> Material supplied

——————

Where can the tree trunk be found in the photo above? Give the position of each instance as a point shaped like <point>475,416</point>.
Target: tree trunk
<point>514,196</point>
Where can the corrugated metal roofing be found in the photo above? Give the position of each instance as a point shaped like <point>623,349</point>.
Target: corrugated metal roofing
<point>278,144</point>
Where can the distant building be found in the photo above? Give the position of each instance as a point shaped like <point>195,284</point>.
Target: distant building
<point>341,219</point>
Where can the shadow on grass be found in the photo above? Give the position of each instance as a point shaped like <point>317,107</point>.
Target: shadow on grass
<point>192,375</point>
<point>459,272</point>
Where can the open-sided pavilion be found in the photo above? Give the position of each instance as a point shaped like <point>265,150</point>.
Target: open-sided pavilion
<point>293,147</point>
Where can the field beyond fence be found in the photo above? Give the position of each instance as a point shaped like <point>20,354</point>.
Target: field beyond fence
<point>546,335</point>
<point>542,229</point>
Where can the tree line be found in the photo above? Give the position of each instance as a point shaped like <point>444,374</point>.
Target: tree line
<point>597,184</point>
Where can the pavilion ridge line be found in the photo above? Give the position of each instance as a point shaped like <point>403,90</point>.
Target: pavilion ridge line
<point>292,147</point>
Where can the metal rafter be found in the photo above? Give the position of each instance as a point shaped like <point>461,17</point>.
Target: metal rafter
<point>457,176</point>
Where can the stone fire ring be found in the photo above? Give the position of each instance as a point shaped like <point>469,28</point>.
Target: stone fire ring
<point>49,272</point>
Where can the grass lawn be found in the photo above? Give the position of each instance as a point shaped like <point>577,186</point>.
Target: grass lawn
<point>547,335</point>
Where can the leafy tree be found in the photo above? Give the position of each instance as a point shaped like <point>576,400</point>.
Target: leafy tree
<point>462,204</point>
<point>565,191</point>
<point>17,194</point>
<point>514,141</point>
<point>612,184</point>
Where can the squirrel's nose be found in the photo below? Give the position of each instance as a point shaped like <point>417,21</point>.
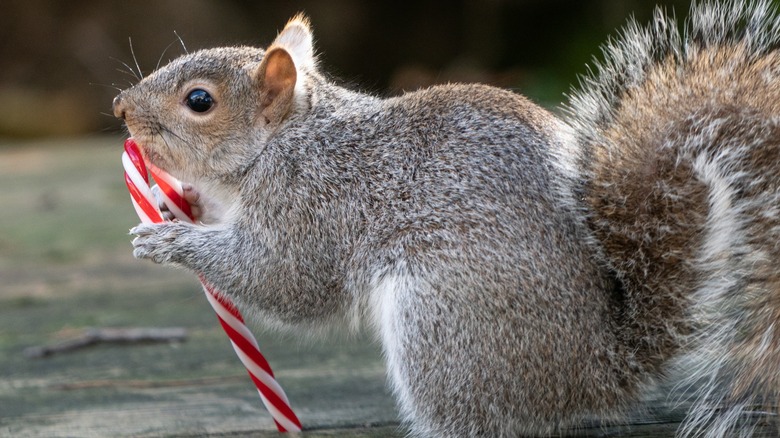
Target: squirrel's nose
<point>119,109</point>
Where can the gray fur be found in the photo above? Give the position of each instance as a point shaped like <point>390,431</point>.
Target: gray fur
<point>473,231</point>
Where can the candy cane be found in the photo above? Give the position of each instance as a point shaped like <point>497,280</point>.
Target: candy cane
<point>244,343</point>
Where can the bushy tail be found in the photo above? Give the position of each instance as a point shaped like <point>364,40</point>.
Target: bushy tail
<point>681,138</point>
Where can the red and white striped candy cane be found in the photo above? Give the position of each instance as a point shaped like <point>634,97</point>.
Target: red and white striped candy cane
<point>244,343</point>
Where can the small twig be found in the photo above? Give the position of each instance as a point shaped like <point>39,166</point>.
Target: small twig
<point>147,384</point>
<point>110,336</point>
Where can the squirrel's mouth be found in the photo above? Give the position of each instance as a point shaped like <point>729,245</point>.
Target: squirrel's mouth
<point>150,156</point>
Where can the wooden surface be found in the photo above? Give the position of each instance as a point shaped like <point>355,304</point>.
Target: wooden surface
<point>66,268</point>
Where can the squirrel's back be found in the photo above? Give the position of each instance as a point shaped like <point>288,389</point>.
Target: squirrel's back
<point>681,140</point>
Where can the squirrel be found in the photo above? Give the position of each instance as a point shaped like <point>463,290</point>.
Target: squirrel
<point>523,271</point>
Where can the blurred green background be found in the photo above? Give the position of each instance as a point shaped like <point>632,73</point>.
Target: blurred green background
<point>60,61</point>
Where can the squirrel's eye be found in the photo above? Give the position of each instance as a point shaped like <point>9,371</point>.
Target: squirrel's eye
<point>199,100</point>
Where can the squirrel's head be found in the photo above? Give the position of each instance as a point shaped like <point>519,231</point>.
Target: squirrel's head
<point>208,113</point>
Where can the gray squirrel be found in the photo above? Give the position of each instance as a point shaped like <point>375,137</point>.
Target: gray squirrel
<point>523,272</point>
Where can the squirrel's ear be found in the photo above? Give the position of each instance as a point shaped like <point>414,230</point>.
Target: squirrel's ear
<point>296,38</point>
<point>277,77</point>
<point>285,62</point>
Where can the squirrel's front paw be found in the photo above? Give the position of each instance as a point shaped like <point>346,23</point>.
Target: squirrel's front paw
<point>160,243</point>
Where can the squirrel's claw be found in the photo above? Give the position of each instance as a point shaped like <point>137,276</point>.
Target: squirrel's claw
<point>158,242</point>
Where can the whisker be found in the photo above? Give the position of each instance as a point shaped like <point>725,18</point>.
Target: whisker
<point>129,69</point>
<point>163,54</point>
<point>182,43</point>
<point>132,52</point>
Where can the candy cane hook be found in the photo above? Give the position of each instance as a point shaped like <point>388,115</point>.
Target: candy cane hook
<point>244,343</point>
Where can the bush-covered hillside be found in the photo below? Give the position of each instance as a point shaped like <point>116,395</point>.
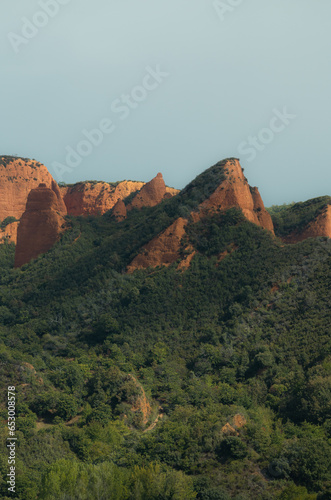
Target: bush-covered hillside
<point>295,216</point>
<point>211,383</point>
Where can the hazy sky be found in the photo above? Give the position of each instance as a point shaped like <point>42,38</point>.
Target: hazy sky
<point>172,86</point>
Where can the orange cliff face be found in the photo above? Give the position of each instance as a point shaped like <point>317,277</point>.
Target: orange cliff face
<point>40,226</point>
<point>320,226</point>
<point>162,250</point>
<point>9,233</point>
<point>234,191</point>
<point>151,194</point>
<point>119,210</point>
<point>18,176</point>
<point>88,198</point>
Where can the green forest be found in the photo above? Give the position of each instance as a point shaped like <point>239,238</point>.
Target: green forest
<point>209,383</point>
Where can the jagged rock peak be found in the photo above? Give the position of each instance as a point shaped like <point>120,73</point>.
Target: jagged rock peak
<point>40,226</point>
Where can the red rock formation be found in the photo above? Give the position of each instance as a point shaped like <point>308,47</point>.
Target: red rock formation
<point>235,191</point>
<point>17,177</point>
<point>151,194</point>
<point>40,225</point>
<point>262,215</point>
<point>60,203</point>
<point>88,198</point>
<point>9,233</point>
<point>119,210</point>
<point>320,226</point>
<point>162,250</point>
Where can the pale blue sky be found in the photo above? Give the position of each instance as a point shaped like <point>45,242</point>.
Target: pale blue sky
<point>230,71</point>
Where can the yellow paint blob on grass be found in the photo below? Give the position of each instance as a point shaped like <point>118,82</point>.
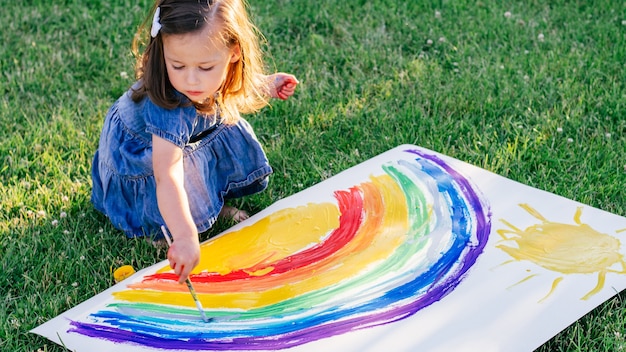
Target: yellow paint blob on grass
<point>123,272</point>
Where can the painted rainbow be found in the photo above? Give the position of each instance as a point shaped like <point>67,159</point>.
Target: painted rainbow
<point>385,249</point>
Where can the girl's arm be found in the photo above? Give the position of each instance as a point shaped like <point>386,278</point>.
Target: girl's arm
<point>282,85</point>
<point>167,161</point>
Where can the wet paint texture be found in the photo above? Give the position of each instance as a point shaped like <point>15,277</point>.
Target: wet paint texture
<point>564,248</point>
<point>385,249</point>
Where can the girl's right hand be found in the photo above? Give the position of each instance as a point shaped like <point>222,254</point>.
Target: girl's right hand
<point>184,256</point>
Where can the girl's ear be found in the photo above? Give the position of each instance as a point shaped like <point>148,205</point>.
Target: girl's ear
<point>235,53</point>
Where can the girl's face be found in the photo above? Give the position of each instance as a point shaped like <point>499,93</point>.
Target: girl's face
<point>196,64</point>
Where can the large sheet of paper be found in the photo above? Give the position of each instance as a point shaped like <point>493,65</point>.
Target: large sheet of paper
<point>409,251</point>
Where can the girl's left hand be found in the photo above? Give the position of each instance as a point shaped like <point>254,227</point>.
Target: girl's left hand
<point>282,85</point>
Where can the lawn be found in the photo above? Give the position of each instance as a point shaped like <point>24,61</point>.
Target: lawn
<point>532,90</point>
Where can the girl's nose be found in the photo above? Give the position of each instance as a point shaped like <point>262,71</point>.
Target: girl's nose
<point>192,77</point>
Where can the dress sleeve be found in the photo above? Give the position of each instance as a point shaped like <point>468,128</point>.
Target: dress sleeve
<point>174,125</point>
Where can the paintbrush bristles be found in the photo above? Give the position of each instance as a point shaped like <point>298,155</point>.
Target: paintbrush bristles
<point>188,282</point>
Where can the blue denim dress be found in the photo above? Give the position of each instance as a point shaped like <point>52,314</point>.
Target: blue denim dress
<point>220,162</point>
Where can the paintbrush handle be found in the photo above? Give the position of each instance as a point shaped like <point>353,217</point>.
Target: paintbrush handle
<point>188,281</point>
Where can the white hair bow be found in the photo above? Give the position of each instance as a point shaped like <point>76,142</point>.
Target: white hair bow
<point>156,23</point>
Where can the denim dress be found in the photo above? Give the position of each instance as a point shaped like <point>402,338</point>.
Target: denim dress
<point>220,162</point>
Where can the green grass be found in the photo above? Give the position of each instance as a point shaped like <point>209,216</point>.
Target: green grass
<point>538,97</point>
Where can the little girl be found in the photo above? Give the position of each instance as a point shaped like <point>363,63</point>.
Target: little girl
<point>174,146</point>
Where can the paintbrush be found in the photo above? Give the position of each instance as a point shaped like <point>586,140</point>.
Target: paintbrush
<point>188,282</point>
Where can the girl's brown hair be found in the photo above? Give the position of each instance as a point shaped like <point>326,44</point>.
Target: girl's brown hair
<point>244,89</point>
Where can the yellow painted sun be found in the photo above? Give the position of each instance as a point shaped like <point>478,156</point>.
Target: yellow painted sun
<point>564,248</point>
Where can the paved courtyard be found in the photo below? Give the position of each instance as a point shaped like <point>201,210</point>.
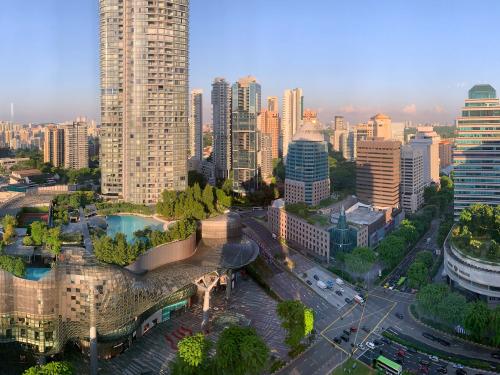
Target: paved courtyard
<point>155,350</point>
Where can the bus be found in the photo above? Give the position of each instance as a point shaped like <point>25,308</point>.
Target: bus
<point>389,367</point>
<point>401,281</point>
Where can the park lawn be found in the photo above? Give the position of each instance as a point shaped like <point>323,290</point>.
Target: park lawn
<point>346,368</point>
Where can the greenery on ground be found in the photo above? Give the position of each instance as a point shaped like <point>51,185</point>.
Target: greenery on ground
<point>353,367</point>
<point>297,319</point>
<point>8,228</point>
<point>193,203</point>
<point>360,260</point>
<point>13,265</point>
<point>478,232</point>
<point>239,351</point>
<point>119,251</point>
<point>438,304</point>
<point>40,235</point>
<point>52,368</point>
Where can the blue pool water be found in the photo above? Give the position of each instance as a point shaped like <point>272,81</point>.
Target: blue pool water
<point>35,273</point>
<point>128,224</point>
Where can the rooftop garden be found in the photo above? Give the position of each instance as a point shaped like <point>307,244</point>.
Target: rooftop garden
<point>477,233</point>
<point>307,213</point>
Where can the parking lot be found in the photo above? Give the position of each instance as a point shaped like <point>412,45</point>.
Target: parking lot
<point>337,295</point>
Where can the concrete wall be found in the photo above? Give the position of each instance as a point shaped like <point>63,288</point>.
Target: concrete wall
<point>164,254</point>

——————

> Task objective
Lay out the items as a Markdown table with a Row column for the row number and a Line column for the text. Begin at the line that contains "Where can the paved", stop after the line that contains "<point>155,350</point>", and leave out blank lines and pictures.

> The output
| Row | Line |
|---|---|
| 1 | Where can the paved courtyard be found in the photo below? Give the position of each instance as a point shaped like <point>201,210</point>. |
| 2 | Target: paved courtyard |
| 3 | <point>155,350</point> |